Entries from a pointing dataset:
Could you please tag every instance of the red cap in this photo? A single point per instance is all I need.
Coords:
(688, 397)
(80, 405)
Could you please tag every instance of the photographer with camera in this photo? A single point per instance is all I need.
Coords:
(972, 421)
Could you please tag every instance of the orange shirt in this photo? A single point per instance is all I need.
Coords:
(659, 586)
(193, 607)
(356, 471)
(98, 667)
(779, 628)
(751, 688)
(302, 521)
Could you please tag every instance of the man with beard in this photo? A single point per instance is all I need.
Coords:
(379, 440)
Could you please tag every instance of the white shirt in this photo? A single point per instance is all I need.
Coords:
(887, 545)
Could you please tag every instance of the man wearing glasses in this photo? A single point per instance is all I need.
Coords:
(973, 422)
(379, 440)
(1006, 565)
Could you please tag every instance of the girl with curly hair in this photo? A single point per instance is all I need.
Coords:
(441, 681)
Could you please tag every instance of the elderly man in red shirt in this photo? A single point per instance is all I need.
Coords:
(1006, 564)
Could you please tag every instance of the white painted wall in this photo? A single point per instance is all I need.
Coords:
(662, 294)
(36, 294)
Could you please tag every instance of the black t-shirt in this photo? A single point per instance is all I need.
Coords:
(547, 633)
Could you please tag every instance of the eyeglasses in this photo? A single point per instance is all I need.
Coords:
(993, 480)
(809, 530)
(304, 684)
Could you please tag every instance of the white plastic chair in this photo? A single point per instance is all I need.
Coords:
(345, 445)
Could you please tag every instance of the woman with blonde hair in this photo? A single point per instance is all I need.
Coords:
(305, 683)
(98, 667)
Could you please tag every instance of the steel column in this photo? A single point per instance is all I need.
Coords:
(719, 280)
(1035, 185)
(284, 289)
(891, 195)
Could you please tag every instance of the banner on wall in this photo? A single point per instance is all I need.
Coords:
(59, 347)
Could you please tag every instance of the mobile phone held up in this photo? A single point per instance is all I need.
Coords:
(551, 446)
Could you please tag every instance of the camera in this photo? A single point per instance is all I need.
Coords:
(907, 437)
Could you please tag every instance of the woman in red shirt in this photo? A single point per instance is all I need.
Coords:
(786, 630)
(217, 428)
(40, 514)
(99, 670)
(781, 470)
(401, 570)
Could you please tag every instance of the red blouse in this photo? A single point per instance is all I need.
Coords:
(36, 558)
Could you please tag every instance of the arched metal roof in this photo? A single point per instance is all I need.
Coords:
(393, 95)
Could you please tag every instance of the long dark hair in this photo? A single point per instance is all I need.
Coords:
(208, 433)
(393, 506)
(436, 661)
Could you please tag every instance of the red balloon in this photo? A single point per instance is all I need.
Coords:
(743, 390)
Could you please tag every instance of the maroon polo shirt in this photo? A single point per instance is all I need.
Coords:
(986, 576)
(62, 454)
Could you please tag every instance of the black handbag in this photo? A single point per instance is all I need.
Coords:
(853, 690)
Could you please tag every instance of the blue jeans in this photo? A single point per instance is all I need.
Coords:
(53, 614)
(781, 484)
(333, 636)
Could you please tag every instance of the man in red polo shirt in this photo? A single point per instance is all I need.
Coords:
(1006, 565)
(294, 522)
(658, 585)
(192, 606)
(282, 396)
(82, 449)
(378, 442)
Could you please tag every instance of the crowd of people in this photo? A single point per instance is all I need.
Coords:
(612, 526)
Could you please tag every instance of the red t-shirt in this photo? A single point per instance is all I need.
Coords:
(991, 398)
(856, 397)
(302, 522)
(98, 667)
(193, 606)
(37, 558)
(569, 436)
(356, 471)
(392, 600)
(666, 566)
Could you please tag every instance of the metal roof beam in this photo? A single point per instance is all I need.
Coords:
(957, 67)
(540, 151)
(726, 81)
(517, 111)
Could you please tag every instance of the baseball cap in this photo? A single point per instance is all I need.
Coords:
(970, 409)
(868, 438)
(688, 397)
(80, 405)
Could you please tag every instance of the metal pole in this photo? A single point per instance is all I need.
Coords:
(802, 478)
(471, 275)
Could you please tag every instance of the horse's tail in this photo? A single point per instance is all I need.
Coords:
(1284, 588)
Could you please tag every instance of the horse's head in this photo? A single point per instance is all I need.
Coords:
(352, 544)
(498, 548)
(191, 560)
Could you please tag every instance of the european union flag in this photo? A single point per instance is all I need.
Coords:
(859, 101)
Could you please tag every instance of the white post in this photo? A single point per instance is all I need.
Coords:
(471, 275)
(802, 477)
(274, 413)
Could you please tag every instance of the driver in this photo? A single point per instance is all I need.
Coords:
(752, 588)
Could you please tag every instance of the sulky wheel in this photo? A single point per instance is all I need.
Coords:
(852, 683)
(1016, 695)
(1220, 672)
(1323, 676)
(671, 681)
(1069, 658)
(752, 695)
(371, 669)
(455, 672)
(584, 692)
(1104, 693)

TO BE DONE - The lines to reproduce run from the one that contains "Could you please tag every instance of the metal pole" through the last line above; copy them exactly.

SOLUTION TO THIS PROBLEM -
Could you please tag every instance of the metal pole in this photo? A single point per instance is all I need.
Coords:
(802, 478)
(471, 275)
Could you please tag every instance of the horse's tail in this photo? A single point per instance is all I need.
Coords:
(1284, 588)
Could you please tag every instance of the horse's head in this photo? A single point per instance is all I need.
Coords:
(352, 544)
(498, 548)
(191, 560)
Could you please tag every instance of the european union flag in this photo? A single point per instance is all I need.
Coords:
(859, 101)
Could you please tag every instance of the white post in this photo? A single point per instance is all I need.
Coords:
(471, 275)
(802, 477)
(274, 413)
Could you please tag every instance of the driver in this photo? A single point per instance is all I need.
Coords:
(752, 588)
Could you please tag every instance of the sulky wheel in this photo? A single point per instance is all I need.
Coords:
(852, 683)
(1016, 695)
(1220, 672)
(1323, 676)
(671, 681)
(1069, 658)
(752, 695)
(371, 669)
(455, 672)
(584, 692)
(1104, 693)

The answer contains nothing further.